- Excerpt provided:
PAUSCH, Lottie (Mrs. Louis Fulton) -- 1876 - 1958
Belleville Daily Advocate dated Feb. 11, 1958:
Lottie Fulton Dies At Age 81; ILL Six Weeks -- Mrs. Lottie Fulton, 81, of 718 St. Clair avenue, Collinsville, died at 3:55 a.m. today in St. Elizabeth's Hospital, where she had been a patient since Jan. 25. Death followed an illness of six weeks. She was born in Caseyville township, Oct. 19, 1876 and is survived by her husband, Louis Fulton, a former coal miner and farmer. Also surviving are four sons, Oliver and Roy Fulton, of Collinsville, Earl, East St. Louis, Arthur, O'Fallon; two daughters Mrs. Edith Siegel, Floraville; Mrs. Ada Pflugbeil, Collinsville; eleven great-grandchildren; a sister, Mrs. Amelia Feig, Caseyville; two brothers, Henry Ruprecht, Belleville; Otto, of Collinsville. Four sisters and a brother preceded her in death. Funeral arrangements are incomplete. The body is at the Schroeppel funeral home, Collinsville.
PIGEON, Bertha (Mrs. Francis A. TISSIER) -- 1886-1942
East St. Louis, IL Journal dated Sept. 3, 1942:
F. A. Tissier's Wife Is Dead - Death Occurs at Her Home in San Francisco, Calif. Word has been received here of the death Sept. 1 in San Francisco, Calif., of Mrs. Bertha Pidgeon Tissier, wife of Francis A. Tissier, former secretary of the East St. Louis Retail Merchants' association. Mrs. Tissier and her husband moved to San Francisco in 1925 where he took over the secretaryship of the San Francisco Retail Merchants' association. In addition to her husband, Mrs. Tissier is survived by a son, Joseph Tissier, two grandchildren, her father Chris Pidgeon, sisters Mrs. Annie Hortung, and Mrs. Velone McMahon. Burial took place in San Francisco.

- Recorded information:
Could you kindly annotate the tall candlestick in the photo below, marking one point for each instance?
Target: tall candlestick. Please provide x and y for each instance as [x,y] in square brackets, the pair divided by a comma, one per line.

- Activities:
A. In the obituaries, what does the Lottie Fulton notice say led up to her death? Answer in one to three sentences.
B. In the obituaries, substitute "spouse" for "husband" in the passage starting at "PIGEON, Bertha (Mrs." and ending at "in San Francisco.".
C. According to the obituaries, when and where was Lottie Fulton born?

- Task-by-task solutions:
A. Her death followed an illness of six weeks. She had been a patient in St. Elizabeth's Hospital since Jan. 25.

B.
PIGEON, Bertha (Mrs. Francis A. TISSIER) -- 1886-1942
East St. Louis, IL Journal dated Sept. 3, 1942:
F. A. Tissier's Wife Is Dead - Death Occurs at Her Home in San Francisco, Calif. Word has been received here of the death Sept. 1 in San Francisco, Calif., of Mrs. Bertha Pidgeon Tissier, wife of Francis A. Tissier, former secretary of the East St. Louis Retail Merchants' association. Mrs. Tissier and her spouse moved to San Francisco in 1925 where he took over the secretaryship of the San Francisco Retail Merchants' association. In addition to her spouse, Mrs. Tissier is survived by a son, Joseph Tissier, two grandchildren, her father Chris Pidgeon, sisters Mrs. Annie Hortung, and Mrs. Velone McMahon. Burial took place in San Francisco.

C. She was born in Caseyville township on Oct. 19, 1876.